DIRECTION 1: Gather every line of the records below that contains the string "side", and copy each one word for word.

GIVEN PASSAGE:

Jeremy Eichler’s new book, which has been shortlisted for the Baillie Gifford Prize for non fiction, sets out to show how, of all the major art forms, music most successfully enables us to comprehend and memorialise the past.

He draws in particular detail on three major works: Arnold Schoenberg’s cantata A Survivor from Warsaw (1947), written in tribute to victims of the Holocaust; Benjamin Britten’s War Requiem (1962), composed for the reconsecration of Coventry Cathedral, destroyed during the Second World War; and Dmitri Shostakovich’s 13th Babi Yar Symphony, partly inspired by Jewish suffering in Soviet Russia.

And he illuminates his argument with discussions of Bildung, the German notion that art can ennoble and educate its practitioners and adherents, Innerlichkeit, defined by the author Thomas Mann as the “purest sincerity of thought and conscience”, and contradictory offerings from the philosopher Theodor Adorno, who famously claimed that no poetry should be written after Auschwitz.

Eichler takes his reader on a stimulating and often provocative journey. It includes the return of German patriot and Christian covert Schoenberg to his Jewish roots in the face of Nazism, and Richard Strauss’s opportunistic career in which he was happy to cosy up to the Nazis as long as it helped enhance his status as a composer, all the while collaborating on the opera Die schweigsame Frau with the Jewish novelist Stefan Zweig.

He looks at Shostakovich’s see-saw relationship with the Soviet Communist Party, which saw him one moment regarded as a patriotic hero, the next a villain forced to denounce his own formalist music, and Britten’s pacifism, one that did not prevent him travelling to perform with Yehudi Menuhin in Belsen once the war was won (despite the experience, his War Requiem was more a commentary on the First World War than the one it was intended to commemorate and makes no reference whatsoever to the Holocaust).

Rather than test his proposition by discussing other art forms with abstract traditions, such as poetry and painting, Eichler chooses to pit music against commemorative monuments, most tellingly in connection with Babi Yar, where the Nazis massacred tens of thousands of people, many of them Jews, during their occupation of the Soviet Union.

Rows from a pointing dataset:

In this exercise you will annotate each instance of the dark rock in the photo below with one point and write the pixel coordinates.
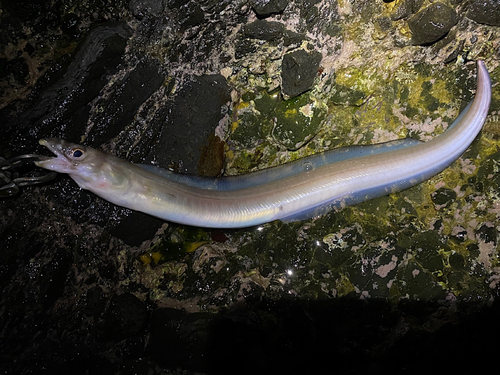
(189, 121)
(141, 8)
(125, 317)
(67, 100)
(406, 8)
(264, 30)
(16, 67)
(192, 15)
(179, 339)
(443, 196)
(485, 12)
(432, 23)
(488, 233)
(120, 107)
(265, 8)
(299, 69)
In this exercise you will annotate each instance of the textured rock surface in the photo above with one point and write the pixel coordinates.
(432, 23)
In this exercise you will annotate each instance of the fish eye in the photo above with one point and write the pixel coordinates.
(77, 153)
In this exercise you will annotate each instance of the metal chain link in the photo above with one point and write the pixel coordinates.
(12, 177)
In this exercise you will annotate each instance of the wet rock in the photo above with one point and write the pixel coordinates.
(16, 67)
(485, 12)
(487, 233)
(192, 117)
(141, 8)
(68, 99)
(265, 8)
(443, 196)
(125, 317)
(264, 30)
(191, 15)
(299, 69)
(432, 23)
(297, 121)
(179, 339)
(406, 8)
(120, 107)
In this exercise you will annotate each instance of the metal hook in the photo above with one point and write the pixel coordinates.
(11, 178)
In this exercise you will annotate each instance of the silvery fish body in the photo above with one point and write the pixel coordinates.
(298, 190)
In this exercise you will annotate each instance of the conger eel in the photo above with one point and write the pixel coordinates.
(302, 189)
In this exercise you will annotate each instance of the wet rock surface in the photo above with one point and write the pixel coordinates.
(432, 23)
(486, 12)
(406, 281)
(298, 70)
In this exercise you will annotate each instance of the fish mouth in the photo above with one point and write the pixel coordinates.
(60, 163)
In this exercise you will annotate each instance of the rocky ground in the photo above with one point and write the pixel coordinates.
(403, 283)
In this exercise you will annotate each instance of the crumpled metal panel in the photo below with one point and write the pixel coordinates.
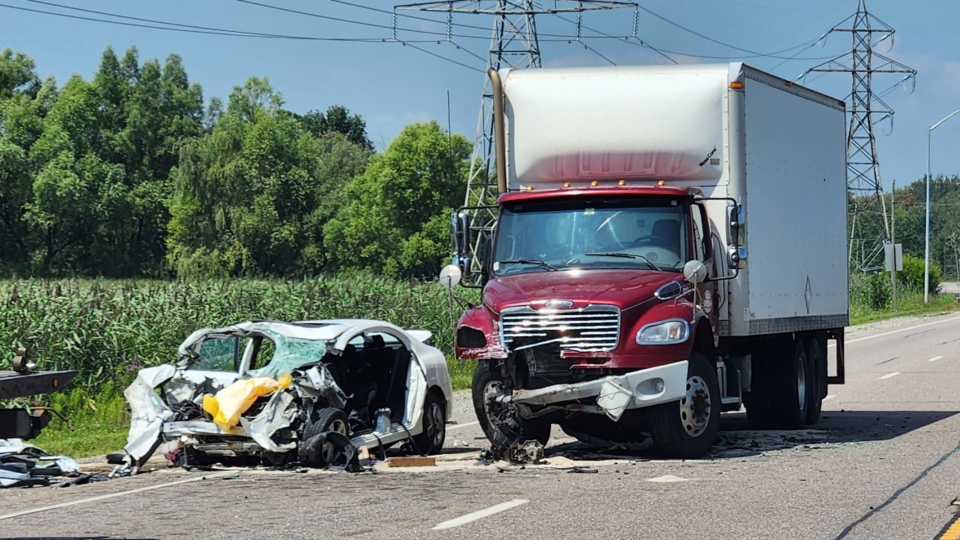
(318, 382)
(278, 413)
(147, 410)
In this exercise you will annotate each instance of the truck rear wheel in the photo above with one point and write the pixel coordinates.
(487, 384)
(817, 363)
(793, 383)
(686, 429)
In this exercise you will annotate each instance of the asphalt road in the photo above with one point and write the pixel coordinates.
(883, 463)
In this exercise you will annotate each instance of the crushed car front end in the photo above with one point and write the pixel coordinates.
(367, 381)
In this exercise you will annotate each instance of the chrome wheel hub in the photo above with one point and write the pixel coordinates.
(434, 424)
(695, 407)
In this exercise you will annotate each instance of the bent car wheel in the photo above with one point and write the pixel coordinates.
(328, 419)
(487, 384)
(430, 440)
(686, 429)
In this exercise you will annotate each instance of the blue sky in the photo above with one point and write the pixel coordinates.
(391, 85)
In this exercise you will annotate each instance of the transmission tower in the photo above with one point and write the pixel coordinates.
(865, 109)
(514, 44)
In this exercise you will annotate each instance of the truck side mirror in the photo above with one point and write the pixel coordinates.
(450, 276)
(734, 222)
(460, 236)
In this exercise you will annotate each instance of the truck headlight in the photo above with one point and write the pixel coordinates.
(664, 333)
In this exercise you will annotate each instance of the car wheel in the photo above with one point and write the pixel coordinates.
(487, 384)
(328, 419)
(685, 429)
(430, 440)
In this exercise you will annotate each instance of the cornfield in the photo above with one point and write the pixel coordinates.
(108, 330)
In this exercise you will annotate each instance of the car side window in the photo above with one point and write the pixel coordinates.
(219, 354)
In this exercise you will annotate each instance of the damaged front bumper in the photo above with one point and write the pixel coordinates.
(614, 394)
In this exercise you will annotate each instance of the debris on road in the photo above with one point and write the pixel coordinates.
(25, 465)
(275, 393)
(429, 461)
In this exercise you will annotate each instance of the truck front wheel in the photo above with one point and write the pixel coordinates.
(686, 429)
(489, 383)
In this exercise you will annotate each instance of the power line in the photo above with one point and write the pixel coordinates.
(405, 43)
(718, 42)
(221, 30)
(392, 28)
(594, 51)
(218, 32)
(406, 15)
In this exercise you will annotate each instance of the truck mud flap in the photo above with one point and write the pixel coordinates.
(837, 336)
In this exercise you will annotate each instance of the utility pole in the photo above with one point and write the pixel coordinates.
(865, 109)
(893, 243)
(514, 44)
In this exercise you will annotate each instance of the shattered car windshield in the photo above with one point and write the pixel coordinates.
(221, 354)
(291, 353)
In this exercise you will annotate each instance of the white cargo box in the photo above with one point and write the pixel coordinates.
(775, 147)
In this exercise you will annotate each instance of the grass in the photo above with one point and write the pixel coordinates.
(108, 330)
(912, 305)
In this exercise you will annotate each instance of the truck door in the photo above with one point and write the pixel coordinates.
(702, 250)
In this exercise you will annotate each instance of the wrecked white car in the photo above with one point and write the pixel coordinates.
(275, 393)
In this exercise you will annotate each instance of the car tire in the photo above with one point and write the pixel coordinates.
(793, 385)
(434, 426)
(485, 377)
(328, 419)
(817, 364)
(686, 429)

DIRECTION 2: Reproduce the part of the book review above that opens with the words containing "He draws in" and closes with "in Soviet Russia.", copying it word for word.

ANSWER 1:
In this exercise you will annotate each instance of the truck side mirror in the photo above with one point and write the pixel coordinates.
In this exercise you will annotate each instance of the car side window in the photo above with one point and write the pixel coordinates.

ANSWER 2:
He draws in particular detail on three major works: Arnold Schoenberg’s cantata A Survivor from Warsaw (1947), written in tribute to victims of the Holocaust; Benjamin Britten’s War Requiem (1962), composed for the reconsecration of Coventry Cathedral, destroyed during the Second World War; and Dmitri Shostakovich’s 13th Babi Yar Symphony, partly inspired by Jewish suffering in Soviet Russia.